**Document excerpt:**
※

12 June 2010
Well, I’ve been a bad space blogger, and didn’t write anything about the spectacular successful launch of SpaceX Falcon 9 rocket on June 4th. Considering the ongoing wailing and gnashing of teeth over the cancellation of Constellation in favor of using commercial rockets to send astronauts to the ISS, I thought it would be worth taking a look at how Falcon 9 compares with the Ares 1-X, which launched back in October. Both rockets were launched as test flights, and the final design of both was meant to send astronauts and small amounts of cargo to and from the space station.
Ares 1-X was a suborbital test flight, using the same solid rocket booster that the finished Ares 1 would have used, but with the fifth segment of the booster, the second stage, the crew module and the escape tower as mass simulators rather than the actual components which were not ready at the time of launch. Ares 1-X also borrowed its avionics package from a commercial Atlas V rocket. Falcon 9 was an orbital flight, using a completed launch vehicle but a Dragon mass simulator “qualification unit” (see comment below).
The Ares 1-X rocket reached an altitude of 46 kilometers and traveled about 240 km downrange. When the upper stage simulator separated from the booster, it began to tumble. The real Ares 1 would have had boosters on the upper stage that might have been able to correct for the spin. One of the three parachutes on the Ares1-X booster failed, causing the booster to crash into the ocean harder than expected.

※

**Dataset records:**
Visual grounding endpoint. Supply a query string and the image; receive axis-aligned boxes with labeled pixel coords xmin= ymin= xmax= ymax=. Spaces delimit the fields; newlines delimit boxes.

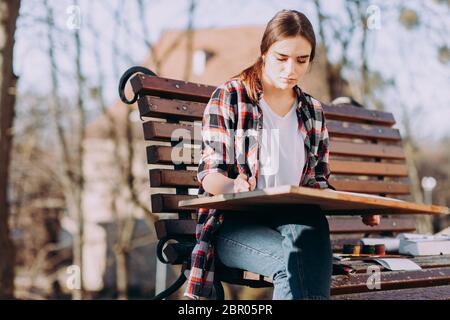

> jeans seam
xmin=289 ymin=224 xmax=308 ymax=297
xmin=216 ymin=236 xmax=285 ymax=265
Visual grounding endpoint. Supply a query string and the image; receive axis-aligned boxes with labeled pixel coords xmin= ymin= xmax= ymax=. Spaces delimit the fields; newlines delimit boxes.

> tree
xmin=0 ymin=0 xmax=20 ymax=299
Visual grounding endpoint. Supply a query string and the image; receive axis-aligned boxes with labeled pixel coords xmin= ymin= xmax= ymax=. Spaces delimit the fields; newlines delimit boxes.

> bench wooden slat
xmin=130 ymin=75 xmax=395 ymax=126
xmin=144 ymin=121 xmax=401 ymax=144
xmin=330 ymin=159 xmax=408 ymax=177
xmin=331 ymin=285 xmax=450 ymax=300
xmin=332 ymin=254 xmax=450 ymax=273
xmin=327 ymin=120 xmax=401 ymax=141
xmin=150 ymin=169 xmax=410 ymax=195
xmin=331 ymin=268 xmax=450 ymax=295
xmin=147 ymin=141 xmax=405 ymax=165
xmin=130 ymin=74 xmax=216 ymax=102
xmin=330 ymin=140 xmax=405 ymax=160
xmin=155 ymin=217 xmax=415 ymax=239
xmin=138 ymin=96 xmax=395 ymax=126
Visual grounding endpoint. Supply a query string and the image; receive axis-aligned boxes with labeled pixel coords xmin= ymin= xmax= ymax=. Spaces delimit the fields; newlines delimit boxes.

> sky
xmin=14 ymin=0 xmax=450 ymax=141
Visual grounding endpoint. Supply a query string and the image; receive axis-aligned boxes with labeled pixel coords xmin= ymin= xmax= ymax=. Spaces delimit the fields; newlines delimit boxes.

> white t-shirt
xmin=256 ymin=98 xmax=306 ymax=189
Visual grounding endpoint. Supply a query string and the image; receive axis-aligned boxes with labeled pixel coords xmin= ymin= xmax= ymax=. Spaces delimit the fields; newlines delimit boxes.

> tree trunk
xmin=0 ymin=0 xmax=20 ymax=299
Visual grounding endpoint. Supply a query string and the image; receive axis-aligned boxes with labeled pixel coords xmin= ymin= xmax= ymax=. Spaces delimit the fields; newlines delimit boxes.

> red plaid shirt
xmin=184 ymin=79 xmax=334 ymax=299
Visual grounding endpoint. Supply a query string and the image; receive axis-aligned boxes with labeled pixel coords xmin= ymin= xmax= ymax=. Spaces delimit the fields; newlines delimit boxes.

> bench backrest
xmin=131 ymin=74 xmax=415 ymax=238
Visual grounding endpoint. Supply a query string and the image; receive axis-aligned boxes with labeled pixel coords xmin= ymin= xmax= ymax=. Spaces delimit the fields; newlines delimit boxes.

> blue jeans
xmin=214 ymin=207 xmax=332 ymax=300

※

**Exercise:**
Return everything in the rocket blog post from "The Ares 1-X rocket" down to "harder than expected.", copied word for word. Rely only on the rocket blog post, not on the entries.

**Response to this task:**
The Ares 1-X rocket reached an altitude of 46 kilometers and traveled about 240 km downrange. When the upper stage simulator separated from the booster, it began to tumble. The real Ares 1 would have had boosters on the upper stage that might have been able to correct for the spin. One of the three parachutes on the Ares1-X booster failed, causing the booster to crash into the ocean harder than expected.